**What is asked**:
[1] Write out the stretch of the Susquehanna Morning post from "Monday, April 7, 2025" through "last two weeks." word for word.
[2] Extend the Susquehanna Morning post on Mary anointing Jesus at Bethany, picking up right after its final sentence.

[START Selected passage]

Susquehanna Morning

Susquehanna Morning

Monday, April 7, 2025

Lent Day 29: Love!

Hello friends. Alas, I have been unable to stick to my commitment of daily posts here. I am sorry for that. At the same time, this has been a rich season for me. The devotional we are using at church is a daily encouragement and solace. The other activities I've been involved in have been deeply satisfying. Union Presbyterian Church, the congregation I serve has, as ever, been warm and loving, with hearts for service. My family is well and each, in their own way, thriving, even in the midst of the national (and now global) chaos set off by the administration.

Today I give you, again, my sermon from Sunday. I hope you are having a good Lent, and I'm sorry, again, for falling down on this commitment. I'll be seeking to do better these last two weeks.


Mary of Bethany (or Mary Magdalene)
From Art in the Christian Tradition, Vanderbilt University Divinity Library


Scripture          John 12:1-8

Six days before the Passover Jesus came to Bethany, the home of Lazarus, whom he had raised from the dead. There they gave a dinner for him. Martha served, and Lazarus was one of those reclining with him. Mary took a pound of costly perfume made of pure nard, anointed Jesus’s feet, and wiped them with her hair. The house was filled with the fragrance of the perfume. But Judas Iscariot, one of his disciples (the one who was about to betray him), said, “Why was this perfume not sold for three hundred denarii and the money given to the poor?” (He said this not because he cared about the poor but because he was a thief; he kept the common purse and used to steal what was put into it.) Jesus said, “Leave her alone. She bought it so that she might keep it for the day of my burial. You always have the poor with you, but you do not always have me.” 


Sermon              

It is night. A crowd is gathered in rooms illuminated by candles and oil lamps. Shadows flicker on the walls. Jesus’ disciples are there, and perhaps some of their wives. Jesus’ mother is probably there… after all, this is a celebration of her son. The host family are there, of course—the siblings Mary, and Martha, and recently raised-from-the-dead Lazarus. And Jesus—the guest of honor. Just days before this celebration the host family was in mourning—diminished by one beloved brother, wearing torn clothing as a sign of their sorrow, sitting at home with those who came to witness and participate in their grief. Lazarus was in the tomb—had been for four days. But all that changed when Jesus arrived. The one who was lost, was found. The one who was dead, is now alive.

This is a celebration! A thanksgiving dinner. The sisters of Lazarus and the man himself are filled with gratitude for his return to the land of the living. This is also the celebration of the end of the Sabbath, the sweetest day of the week, for tomorrow—the day following this dinner—Jesus will go to Jerusalem for the beginning of the Passover festival. There is every reason to celebrate this night.

[END Selected passage]
[START Listing]

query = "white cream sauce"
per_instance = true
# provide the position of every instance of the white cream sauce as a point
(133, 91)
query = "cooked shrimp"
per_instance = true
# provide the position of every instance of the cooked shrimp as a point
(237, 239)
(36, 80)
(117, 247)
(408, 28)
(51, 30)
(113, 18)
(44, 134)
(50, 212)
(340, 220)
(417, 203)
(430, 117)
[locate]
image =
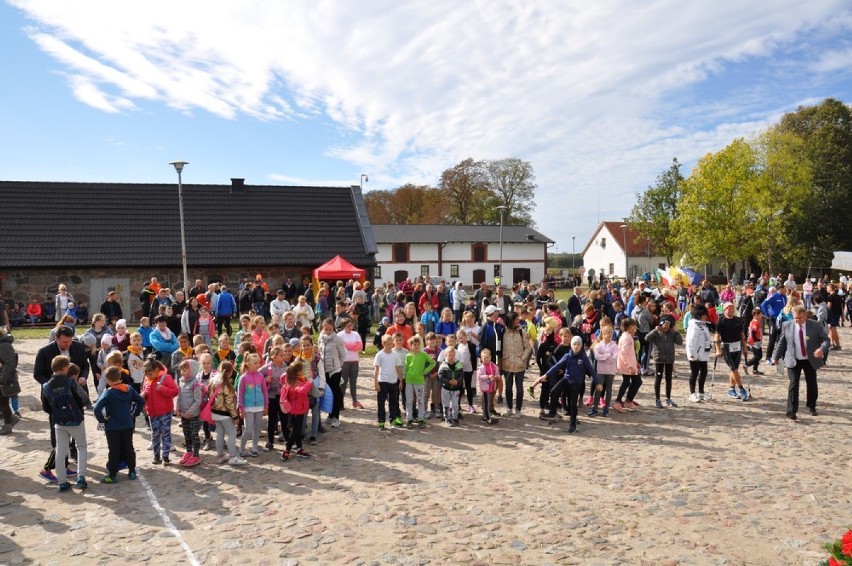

[END Listing]

**Responses to the exercise**:
[1]
Monday, April 7, 2025

Lent Day 29: Love!

Hello friends. Alas, I have been unable to stick to my commitment of daily posts here. I am sorry for that. At the same time, this has been a rich season for me. The devotional we are using at church is a daily encouragement and solace. The other activities I've been involved in have been deeply satisfying. Union Presbyterian Church, the congregation I serve has, as ever, been warm and loving, with hearts for service. My family is well and each, in their own way, thriving, even in the midst of the national (and now global) chaos set off by the administration.

Today I give you, again, my sermon from Sunday. I hope you are having a good Lent, and I'm sorry, again, for falling down on this commitment. I'll be seeking to do better these last two weeks.

[2]
Still. Many at this gathering are on edge. The mood is subdued. This is because the threats are out there, and they are getting louder and louder. For at least two years of Jesus’ ministry, there has been talk of killing him. Everyone who follows Jesus, everyone who knows him, everyone who loves him, knows that he has a target on his back. They know that there are people who will be all too willing to turn him over to the authorities.

The Romans are furious with Jesus for the whispers that he is king—whispers that began when Jesus’ preaching was brand new, and have only grown louder in the three years since. For Jesus to be king—even to be dreamed as king—is a threat to Rome. 

The religious authorities gathered together after this last miracle, this last sign of Jesus raising Lazarus. What are we going to do? If he continues like this, soon everyone will believe in him—and then, all bets are off. The Romans will come and decimate our people and destroy our Temple. Wouldn’t it be better if one man died than a whole nation, a whole way of life? And so they decided to kill him. They put out word that anyone who saw Jesus should let them know, so they could go and arrest him. 

All the fear around Jesus comes back to the struggle for power, in the political realm and in the religious realm. Jesus is too powerful. Dangerously powerful.

Jesus is all too aware of this. After he raised Lazarus, he and his disciples went to a village called Ephraim, out of the way, bordering on the Judean wilderness. It was a place where he could lay low. 

But now he has traveled the fifteen or so miles to Bethany, to be with his friends, to be celebrated. But he knows what is coming.

Imagine the murmurs of the people, reclining on comfortable pillows around the long, low tables. The sound of clay goblets clinking, wine being poured. 

Then, everyone stops. A silence falls as Mary, one of Lazarus’ grateful sisters, approaches Jesus carrying a vessel filled with a pound of the purest, most expensive and exotically fragrant oil known, spikenard. The aroma of it precedes her, but it is nothing compared to the strength of the fragrance when she pours it out, emptying the vessel, on Jesus’ feet. Imagine Jesus, sitting up, perhaps, to watch as the woman bathes his feet. Touches them, gently. And then, because there is so much, bends down and soaks up the excess with her hair.

This is a stunning act of love and devotion. It is a shockingly intimate act between an unrelated woman and man. The murmuring begins again. Maybe a few soft, nervous laughs. But everyone sees this moment for what it is: a loving gift, given in gratitude, in thanks for an unimaginable blessing upon her family. 

But Jesus knows it is even more than that. In just a few days, Jesus will take this act and transform it into his own act of love and devotion: following the last meal he will ever share with his disciples, he will wash their feet. And then he will give them a new commandment: Love one another. As I have loved you, so you must love one another. Because everything Jesus has done, and everything he will do—for his disciples and for the many strangers he encountered, and fed, and spoke with, and healed—has been a pouring out of the love of God for the world.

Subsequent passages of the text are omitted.